### PROBLEM TO WORK ON
Please write out the following items line for line, leaving out the pictures.

### ENTRIES SHOWN
○ ○ ○ ○ ○

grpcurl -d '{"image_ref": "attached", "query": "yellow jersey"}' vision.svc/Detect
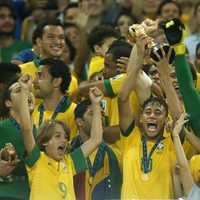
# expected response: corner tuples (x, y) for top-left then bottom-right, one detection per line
(19, 59), (78, 105)
(85, 147), (122, 199)
(121, 124), (176, 199)
(88, 56), (104, 79)
(26, 145), (87, 200)
(189, 155), (200, 182)
(33, 98), (78, 140)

○ ○ ○ ○ ○

### SOLUTION
grpcurl -d '{"image_ref": "attached", "query": "yellow jersey"}' vision.svc/Detect
# expected response: corner tuples (x, y) for top-left then bottom-right, one detection per line
(19, 59), (78, 105)
(85, 147), (122, 199)
(121, 124), (176, 199)
(88, 56), (104, 79)
(26, 145), (87, 200)
(189, 155), (200, 182)
(33, 98), (78, 140)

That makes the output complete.